• Dataset entries:
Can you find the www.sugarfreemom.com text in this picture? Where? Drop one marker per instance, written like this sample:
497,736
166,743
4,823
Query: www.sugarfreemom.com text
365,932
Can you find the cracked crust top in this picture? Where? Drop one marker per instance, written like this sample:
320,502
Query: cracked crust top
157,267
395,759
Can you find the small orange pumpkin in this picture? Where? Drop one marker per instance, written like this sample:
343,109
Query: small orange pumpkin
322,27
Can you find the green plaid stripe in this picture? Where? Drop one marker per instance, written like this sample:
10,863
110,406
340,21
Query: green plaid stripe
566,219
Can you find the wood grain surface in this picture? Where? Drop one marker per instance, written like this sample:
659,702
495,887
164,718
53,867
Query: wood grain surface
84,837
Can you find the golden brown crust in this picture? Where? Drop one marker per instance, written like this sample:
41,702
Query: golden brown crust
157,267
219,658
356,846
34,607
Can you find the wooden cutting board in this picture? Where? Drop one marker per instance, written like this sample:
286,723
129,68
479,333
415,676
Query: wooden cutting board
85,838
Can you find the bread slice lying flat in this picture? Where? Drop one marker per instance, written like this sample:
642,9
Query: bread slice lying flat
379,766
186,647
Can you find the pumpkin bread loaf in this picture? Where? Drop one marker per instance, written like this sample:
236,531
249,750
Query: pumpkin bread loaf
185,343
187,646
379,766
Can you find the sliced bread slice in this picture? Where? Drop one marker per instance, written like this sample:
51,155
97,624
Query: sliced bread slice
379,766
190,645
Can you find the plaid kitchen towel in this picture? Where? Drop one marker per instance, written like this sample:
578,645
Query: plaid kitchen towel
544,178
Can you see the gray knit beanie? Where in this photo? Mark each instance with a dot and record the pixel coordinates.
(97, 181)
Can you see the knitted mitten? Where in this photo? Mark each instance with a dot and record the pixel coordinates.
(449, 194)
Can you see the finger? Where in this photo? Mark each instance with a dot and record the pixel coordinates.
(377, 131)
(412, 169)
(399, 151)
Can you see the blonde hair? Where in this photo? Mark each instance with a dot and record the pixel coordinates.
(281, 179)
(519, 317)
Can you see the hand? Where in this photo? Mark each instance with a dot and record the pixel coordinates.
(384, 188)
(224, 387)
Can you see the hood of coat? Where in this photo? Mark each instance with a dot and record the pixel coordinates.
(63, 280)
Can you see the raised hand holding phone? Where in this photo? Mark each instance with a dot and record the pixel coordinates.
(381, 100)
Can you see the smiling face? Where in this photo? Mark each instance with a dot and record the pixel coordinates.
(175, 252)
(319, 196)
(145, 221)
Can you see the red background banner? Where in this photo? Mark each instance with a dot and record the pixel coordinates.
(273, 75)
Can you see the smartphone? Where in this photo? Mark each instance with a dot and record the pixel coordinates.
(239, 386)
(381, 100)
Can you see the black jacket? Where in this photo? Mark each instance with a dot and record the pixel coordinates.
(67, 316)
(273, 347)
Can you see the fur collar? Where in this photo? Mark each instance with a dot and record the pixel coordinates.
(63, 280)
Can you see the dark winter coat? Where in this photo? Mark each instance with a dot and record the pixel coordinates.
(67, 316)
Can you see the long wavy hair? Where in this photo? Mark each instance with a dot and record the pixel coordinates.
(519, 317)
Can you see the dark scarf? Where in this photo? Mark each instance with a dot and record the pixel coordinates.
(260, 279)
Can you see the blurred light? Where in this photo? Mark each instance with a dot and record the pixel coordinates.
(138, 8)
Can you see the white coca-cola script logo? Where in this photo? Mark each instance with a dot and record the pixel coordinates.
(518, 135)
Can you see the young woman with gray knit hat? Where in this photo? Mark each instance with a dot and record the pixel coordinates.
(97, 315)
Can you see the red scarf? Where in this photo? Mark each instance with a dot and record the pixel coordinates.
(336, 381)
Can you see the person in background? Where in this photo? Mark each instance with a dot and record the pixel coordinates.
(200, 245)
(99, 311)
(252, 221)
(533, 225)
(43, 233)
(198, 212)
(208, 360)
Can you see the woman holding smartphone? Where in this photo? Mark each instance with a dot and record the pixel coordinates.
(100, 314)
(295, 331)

• Exercise aim:
Full repetition needed. Write out every entry above exactly as given.

• Task solution:
Can you find the www.sugarfreemom.com text in this picture? Where? Drop one marker per instance, written like this sample:
497,736
166,743
4,823
Query: www.sugarfreemom.com text
365,932
Can you find the cracked crust top in this picture? Where? Drop one marker per instance, written like this sample:
320,502
Query: cracked crust top
157,267
395,759
Can you find the small orange pumpkin in this picture? Where? Drop one marker per instance, written like this sample:
343,109
Query: small orange pumpkin
322,27
Can you find the green plaid stripe in this picture? Where? Drop one marker per instance, written like this sample:
10,863
110,406
340,21
Query: green plaid stripe
566,219
Can you find the wood grain surface in this picture? Where? Drop one marker per instance, written like this sample:
659,702
495,887
164,718
53,867
Query: wood grain surface
84,837
Can you find the golden brown crust in this picture? Where? Drop one marker per instance, written like this sample:
41,702
Query: golden brown crust
157,267
219,658
356,846
34,607
Can you find the wooden cutting board in this picture? Where? Drop one marker per instance, written like this sample:
286,723
129,68
479,333
415,676
Query: wooden cutting board
85,838
Can you find the bread slice lying flat in this picture? Where? Drop one marker per instance, written like this sample:
642,9
Query: bread slice lying flat
379,766
186,647
Can you find the pumpkin bread loaf in this picture? Where? Drop one marker per instance, written like this sample:
236,531
249,750
Query: pumpkin bread loaf
185,343
187,646
379,766
Can you find the sliced bread slice in this picture? Where? Drop one marker per instance, written like this sample:
51,155
97,624
Query: sliced bread slice
379,766
190,645
Can you find the plaid kitchen towel in this picture? Where? Drop one marker per instance, written like this sample:
578,645
Query: plaid kitchen towel
544,178
Can you see the gray knit beanie? Where in this photo? Mark each instance with a dot and record the pixel coordinates.
(97, 181)
Can you see the knitted mitten? Where in this photo? Mark each instance with a dot and record the pixel coordinates.
(449, 194)
Can you see the finger? Where in this photo? Mark each instance with a dot and record the pixel coordinates.
(377, 131)
(412, 169)
(399, 151)
Can you see the blonde hair? Where in this photo? Mark each instance with a dot and record the pixel coordinates.
(281, 179)
(519, 317)
Can you see the hand? Where in this photo? Mark each instance with a dot and record the pixel coordinates.
(384, 188)
(224, 387)
Can you see the hood of coat? Where in this photo? Mark each instance with a dot and record the pixel coordinates.
(63, 280)
Can you see the raised hand holding phone? Where in this photo? Mark each instance with a dot and record the pixel coordinates.
(381, 100)
Can you see the smiling face? Where in this photo? Mark each instance with a dot and record the pixel coordinates.
(175, 252)
(319, 196)
(145, 221)
Can you see the red background banner? Where in this photo? Mark each instance with a dot and record the pixel coordinates.
(273, 75)
Can you see the smartphone? Where in this photo? Mark each instance with a dot and record the pixel coordinates.
(239, 386)
(381, 100)
Can you see the black jacket? Where in this photo? Mark each instance with a dot and record the pixel coordinates.
(67, 316)
(273, 347)
Can you see the fur collar? Where in this photo? Mark each instance with a dot and record the pixel coordinates.
(63, 280)
Can you see the dark winter coat? Where in this photo? Mark each instance with a dot and record the pixel coordinates.
(67, 316)
Can you see the long wavy hair? Where in this photo? Mark each instance with a dot and record the pixel coordinates.
(519, 317)
Can you see the dark scarf? Where in this photo? Mark each instance with a dot and record the pixel coordinates.
(260, 279)
Can you see the blurred light? Where in this photo? Mark each instance with a dot and record the pixel coordinates.
(138, 8)
Can you see the white coca-cola script logo? Where in this photo? Mark each instance with a dot and record the pixel coordinates.
(518, 135)
Can you see the young woman with gray knit hat? Where in this photo? Mark each instance with a dot and record the pixel coordinates.
(97, 315)
Can you see the red scarf? Where in this photo? Mark each instance with a dot and record the pixel coordinates.
(336, 381)
Can you see the person in background? Where in this photo? Mark each instance with a dot and record the pixel coordinates.
(200, 245)
(99, 311)
(252, 221)
(533, 225)
(43, 233)
(198, 212)
(208, 360)
Can you see the woman holding smartphone? Where in this photo? Mark each instance with a dot and record the pixel coordinates.
(100, 314)
(295, 331)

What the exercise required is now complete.